How to complete this task:
Format every item below as a numbered list, skipping any blank lines.

*** Opening of Data for the task ***

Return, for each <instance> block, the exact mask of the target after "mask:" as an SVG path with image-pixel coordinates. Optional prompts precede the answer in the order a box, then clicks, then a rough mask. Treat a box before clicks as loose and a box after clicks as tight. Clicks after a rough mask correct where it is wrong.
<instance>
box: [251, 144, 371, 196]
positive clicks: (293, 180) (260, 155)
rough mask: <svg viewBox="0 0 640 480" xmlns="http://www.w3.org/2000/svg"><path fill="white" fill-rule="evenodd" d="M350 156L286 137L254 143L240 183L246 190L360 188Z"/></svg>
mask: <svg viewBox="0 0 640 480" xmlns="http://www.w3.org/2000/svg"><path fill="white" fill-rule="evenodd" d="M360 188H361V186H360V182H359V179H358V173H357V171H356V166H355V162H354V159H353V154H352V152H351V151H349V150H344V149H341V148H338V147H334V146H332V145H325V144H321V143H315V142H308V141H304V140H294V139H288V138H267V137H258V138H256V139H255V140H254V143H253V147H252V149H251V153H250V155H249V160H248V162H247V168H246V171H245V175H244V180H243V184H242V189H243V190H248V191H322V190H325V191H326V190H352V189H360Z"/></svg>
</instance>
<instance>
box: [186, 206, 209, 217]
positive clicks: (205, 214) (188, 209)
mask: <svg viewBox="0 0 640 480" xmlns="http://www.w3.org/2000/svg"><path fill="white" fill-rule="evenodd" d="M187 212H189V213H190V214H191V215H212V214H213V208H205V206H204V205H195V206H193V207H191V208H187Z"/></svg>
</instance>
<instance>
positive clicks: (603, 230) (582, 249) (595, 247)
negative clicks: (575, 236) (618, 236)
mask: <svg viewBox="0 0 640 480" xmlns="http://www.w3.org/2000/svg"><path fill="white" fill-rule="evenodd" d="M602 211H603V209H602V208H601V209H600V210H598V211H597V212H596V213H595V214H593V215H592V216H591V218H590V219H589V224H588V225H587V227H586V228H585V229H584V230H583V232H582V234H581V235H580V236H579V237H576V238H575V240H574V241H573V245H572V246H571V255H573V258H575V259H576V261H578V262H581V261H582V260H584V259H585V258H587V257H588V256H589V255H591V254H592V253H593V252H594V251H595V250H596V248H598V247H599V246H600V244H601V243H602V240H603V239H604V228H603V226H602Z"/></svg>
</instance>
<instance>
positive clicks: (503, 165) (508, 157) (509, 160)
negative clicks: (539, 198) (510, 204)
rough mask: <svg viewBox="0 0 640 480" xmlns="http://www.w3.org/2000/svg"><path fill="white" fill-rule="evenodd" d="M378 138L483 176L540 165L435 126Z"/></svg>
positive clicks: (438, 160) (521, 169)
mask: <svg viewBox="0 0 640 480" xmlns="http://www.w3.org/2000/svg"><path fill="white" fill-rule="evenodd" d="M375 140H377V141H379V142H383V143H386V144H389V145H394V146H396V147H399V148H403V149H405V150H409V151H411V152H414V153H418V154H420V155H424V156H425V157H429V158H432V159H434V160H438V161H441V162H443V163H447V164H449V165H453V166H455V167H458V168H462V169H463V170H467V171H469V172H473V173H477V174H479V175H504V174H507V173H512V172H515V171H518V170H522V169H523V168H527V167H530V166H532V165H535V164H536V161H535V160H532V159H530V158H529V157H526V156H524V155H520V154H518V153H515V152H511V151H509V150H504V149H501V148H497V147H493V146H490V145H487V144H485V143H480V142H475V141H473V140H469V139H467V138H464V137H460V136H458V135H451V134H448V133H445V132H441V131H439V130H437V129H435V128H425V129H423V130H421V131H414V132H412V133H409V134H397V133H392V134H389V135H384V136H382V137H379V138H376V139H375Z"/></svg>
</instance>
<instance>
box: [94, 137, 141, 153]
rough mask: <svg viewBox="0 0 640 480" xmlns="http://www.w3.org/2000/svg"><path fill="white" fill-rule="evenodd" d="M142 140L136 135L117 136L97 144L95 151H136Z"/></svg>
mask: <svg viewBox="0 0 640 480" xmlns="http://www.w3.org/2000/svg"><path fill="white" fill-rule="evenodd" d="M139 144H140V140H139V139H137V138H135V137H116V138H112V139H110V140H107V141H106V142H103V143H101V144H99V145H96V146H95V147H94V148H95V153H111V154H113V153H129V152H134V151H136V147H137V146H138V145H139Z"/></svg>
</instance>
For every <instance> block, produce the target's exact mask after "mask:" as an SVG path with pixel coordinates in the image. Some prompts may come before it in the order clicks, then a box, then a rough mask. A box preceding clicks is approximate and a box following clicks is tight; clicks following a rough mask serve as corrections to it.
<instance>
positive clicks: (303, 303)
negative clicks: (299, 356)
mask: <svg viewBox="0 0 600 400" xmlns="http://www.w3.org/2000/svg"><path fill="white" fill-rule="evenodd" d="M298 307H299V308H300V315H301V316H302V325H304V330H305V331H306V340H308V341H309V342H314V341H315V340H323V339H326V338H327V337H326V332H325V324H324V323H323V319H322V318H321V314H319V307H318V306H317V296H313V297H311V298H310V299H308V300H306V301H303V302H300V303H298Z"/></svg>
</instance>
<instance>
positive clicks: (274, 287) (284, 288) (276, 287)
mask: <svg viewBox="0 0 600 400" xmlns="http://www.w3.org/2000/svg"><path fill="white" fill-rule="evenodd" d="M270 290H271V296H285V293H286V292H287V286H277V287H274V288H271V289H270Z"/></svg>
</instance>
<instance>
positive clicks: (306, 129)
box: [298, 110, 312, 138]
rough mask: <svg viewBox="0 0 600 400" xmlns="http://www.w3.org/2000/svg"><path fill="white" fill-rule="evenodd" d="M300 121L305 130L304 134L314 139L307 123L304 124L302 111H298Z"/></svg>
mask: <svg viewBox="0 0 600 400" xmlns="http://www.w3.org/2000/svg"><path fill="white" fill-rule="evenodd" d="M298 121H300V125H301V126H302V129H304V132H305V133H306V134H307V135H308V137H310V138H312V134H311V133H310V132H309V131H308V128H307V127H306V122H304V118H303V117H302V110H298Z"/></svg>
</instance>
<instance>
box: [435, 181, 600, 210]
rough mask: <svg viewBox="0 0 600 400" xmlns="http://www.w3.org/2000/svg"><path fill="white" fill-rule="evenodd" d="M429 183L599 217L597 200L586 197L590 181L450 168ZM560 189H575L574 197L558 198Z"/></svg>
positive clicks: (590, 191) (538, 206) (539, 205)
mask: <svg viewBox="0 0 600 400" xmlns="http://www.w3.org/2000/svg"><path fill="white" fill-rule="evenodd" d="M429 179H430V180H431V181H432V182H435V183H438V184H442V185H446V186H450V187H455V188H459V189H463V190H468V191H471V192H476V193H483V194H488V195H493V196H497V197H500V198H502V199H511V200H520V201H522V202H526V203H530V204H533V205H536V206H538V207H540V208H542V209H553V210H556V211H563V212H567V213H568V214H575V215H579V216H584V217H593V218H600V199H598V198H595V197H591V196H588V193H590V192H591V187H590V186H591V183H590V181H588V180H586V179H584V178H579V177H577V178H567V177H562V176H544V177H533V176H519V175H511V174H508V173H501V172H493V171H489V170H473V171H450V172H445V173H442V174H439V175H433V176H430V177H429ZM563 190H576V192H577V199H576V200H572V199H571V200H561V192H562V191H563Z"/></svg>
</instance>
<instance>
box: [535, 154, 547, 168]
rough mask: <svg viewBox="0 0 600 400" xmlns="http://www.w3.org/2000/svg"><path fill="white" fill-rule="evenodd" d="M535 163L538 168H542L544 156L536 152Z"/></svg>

*** Close of Data for the task ***

Answer to this task:
1. Return, for each <instance> block, the exact mask of the target after "mask:" as an SVG path with image-pixel coordinates. Optional prompts precede the answer in the order a box, then clicks, then a rough mask. Treat a box before clicks as loose and a box after clicks as tight. Clicks after a rough mask correct where it is wrong.
2. <instance>
3. box: [251, 144, 371, 196]
4. positive clicks: (293, 180) (260, 155)
5. rough mask: <svg viewBox="0 0 640 480" xmlns="http://www.w3.org/2000/svg"><path fill="white" fill-rule="evenodd" d="M350 156L286 137L254 143L240 183L246 190L360 188Z"/></svg>
6. mask: <svg viewBox="0 0 640 480" xmlns="http://www.w3.org/2000/svg"><path fill="white" fill-rule="evenodd" d="M360 188H361V186H360V182H359V179H358V173H357V171H356V166H355V162H354V159H353V154H352V152H351V151H349V150H344V149H341V148H338V147H334V146H332V145H325V144H321V143H315V142H308V141H304V140H294V139H288V138H267V137H258V138H256V139H255V140H254V143H253V147H252V149H251V153H250V155H249V160H248V162H247V168H246V171H245V175H244V180H243V184H242V189H243V190H248V191H322V190H325V191H326V190H352V189H360Z"/></svg>
7. </instance>
8. <instance>
9. box: [186, 206, 209, 217]
10. positive clicks: (205, 214) (188, 209)
11. mask: <svg viewBox="0 0 640 480" xmlns="http://www.w3.org/2000/svg"><path fill="white" fill-rule="evenodd" d="M187 212H189V213H190V214H191V215H212V214H213V208H205V206H204V205H195V206H193V207H191V208H187Z"/></svg>
12. </instance>
13. <instance>
14. positive clicks: (603, 230) (582, 249) (595, 247)
15. negative clicks: (575, 236) (618, 236)
16. mask: <svg viewBox="0 0 640 480" xmlns="http://www.w3.org/2000/svg"><path fill="white" fill-rule="evenodd" d="M602 211H603V209H602V208H601V209H600V210H598V211H597V212H596V213H595V214H593V215H592V216H591V218H590V219H589V224H588V225H587V227H586V228H585V229H584V230H583V232H582V234H581V235H580V236H579V237H576V238H575V240H574V241H573V245H572V246H571V255H573V258H575V259H576V261H578V262H581V261H582V260H584V259H585V258H587V257H588V256H589V255H591V254H592V253H593V252H594V251H595V250H596V248H598V247H599V246H600V244H601V243H602V240H603V239H604V228H603V226H602Z"/></svg>
17. </instance>
18. <instance>
19. positive clicks: (503, 165) (508, 157) (509, 160)
20. negative clicks: (539, 198) (510, 204)
21. rough mask: <svg viewBox="0 0 640 480" xmlns="http://www.w3.org/2000/svg"><path fill="white" fill-rule="evenodd" d="M378 138L483 176L540 165L435 126Z"/></svg>
22. positive clicks: (438, 160) (521, 169)
23. mask: <svg viewBox="0 0 640 480" xmlns="http://www.w3.org/2000/svg"><path fill="white" fill-rule="evenodd" d="M375 140H377V141H379V142H383V143H386V144H389V145H394V146H396V147H399V148H403V149H405V150H409V151H411V152H414V153H418V154H420V155H424V156H425V157H429V158H432V159H434V160H438V161H441V162H443V163H447V164H449V165H453V166H455V167H458V168H462V169H463V170H467V171H469V172H473V173H477V174H479V175H504V174H507V173H512V172H515V171H518V170H522V169H523V168H527V167H530V166H532V165H535V164H536V161H535V160H532V159H530V158H529V157H526V156H524V155H520V154H518V153H515V152H511V151H509V150H504V149H501V148H497V147H493V146H490V145H487V144H485V143H480V142H475V141H473V140H469V139H467V138H464V137H460V136H458V135H451V134H448V133H445V132H441V131H439V130H437V129H435V128H425V129H423V130H421V131H414V132H412V133H409V134H397V133H392V134H389V135H384V136H382V137H379V138H376V139H375Z"/></svg>
24. </instance>
25. <instance>
26. box: [94, 137, 141, 153]
27. rough mask: <svg viewBox="0 0 640 480" xmlns="http://www.w3.org/2000/svg"><path fill="white" fill-rule="evenodd" d="M142 140L136 135L117 136L97 144L95 151H136Z"/></svg>
28. mask: <svg viewBox="0 0 640 480" xmlns="http://www.w3.org/2000/svg"><path fill="white" fill-rule="evenodd" d="M139 144H140V140H139V139H137V138H135V137H116V138H112V139H110V140H107V141H106V142H103V143H101V144H99V145H96V146H95V147H94V148H95V153H111V154H113V153H129V152H134V151H136V147H137V146H138V145H139Z"/></svg>
29. </instance>
30. For every <instance> block, produce the target's exact mask after "mask:" as an SVG path with pixel coordinates in the image. Some prompts may come before it in the order clicks, then a box, then a rough mask. A box preceding clicks is approximate and a box following clicks is tight; clicks following a rough mask serve as corrections to it.
31. <instance>
32. positive clicks: (303, 303)
33. negative clicks: (299, 356)
34. mask: <svg viewBox="0 0 600 400" xmlns="http://www.w3.org/2000/svg"><path fill="white" fill-rule="evenodd" d="M298 307H299V308H300V315H301V316H302V325H304V330H305V331H306V340H308V341H309V342H314V341H315V340H323V339H326V338H327V337H326V332H325V324H324V323H323V319H322V318H321V314H319V307H318V306H317V296H313V297H311V298H310V299H308V300H306V301H303V302H300V303H298Z"/></svg>
35. </instance>
36. <instance>
37. positive clicks: (274, 287) (284, 288) (276, 287)
38. mask: <svg viewBox="0 0 600 400" xmlns="http://www.w3.org/2000/svg"><path fill="white" fill-rule="evenodd" d="M270 290H271V296H285V293H286V292H287V286H277V287H274V288H271V289H270Z"/></svg>
39. </instance>
40. <instance>
41. positive clicks: (306, 129)
42. box: [298, 110, 312, 138]
43. rough mask: <svg viewBox="0 0 600 400" xmlns="http://www.w3.org/2000/svg"><path fill="white" fill-rule="evenodd" d="M300 121L305 130L304 134L314 139L307 123L304 124L302 111H298Z"/></svg>
44. mask: <svg viewBox="0 0 600 400" xmlns="http://www.w3.org/2000/svg"><path fill="white" fill-rule="evenodd" d="M298 121H300V125H301V126H302V129H304V132H305V133H306V134H307V135H308V137H310V138H312V134H311V133H310V132H309V131H308V128H307V127H306V122H304V118H303V117H302V110H298Z"/></svg>
45. </instance>
46. <instance>
47. box: [435, 181, 600, 210]
48. rough mask: <svg viewBox="0 0 600 400" xmlns="http://www.w3.org/2000/svg"><path fill="white" fill-rule="evenodd" d="M429 183L599 217L597 200L586 197L590 181L450 168ZM560 189H575L574 197L558 198Z"/></svg>
49. positive clicks: (590, 191) (538, 206) (539, 205)
50. mask: <svg viewBox="0 0 600 400" xmlns="http://www.w3.org/2000/svg"><path fill="white" fill-rule="evenodd" d="M429 179H430V180H431V181H432V182H435V183H438V184H442V185H446V186H450V187H455V188H459V189H463V190H468V191H471V192H476V193H483V194H488V195H493V196H497V197H500V198H502V199H511V200H520V201H522V202H526V203H530V204H533V205H536V206H538V207H540V208H542V209H553V210H556V211H563V212H567V213H568V214H575V215H579V216H584V217H593V218H600V199H598V198H595V197H591V196H588V193H590V192H591V187H590V186H591V183H590V181H588V180H586V179H584V178H579V177H577V178H567V177H562V176H544V177H533V176H519V175H511V174H508V173H501V172H493V171H489V170H473V171H450V172H445V173H442V174H439V175H433V176H430V177H429ZM563 190H576V192H577V199H576V200H572V199H571V200H561V192H562V191H563Z"/></svg>
51. </instance>
52. <instance>
53. box: [535, 154, 547, 168]
54. rough mask: <svg viewBox="0 0 600 400" xmlns="http://www.w3.org/2000/svg"><path fill="white" fill-rule="evenodd" d="M535 163L538 168H542L544 156L536 152Z"/></svg>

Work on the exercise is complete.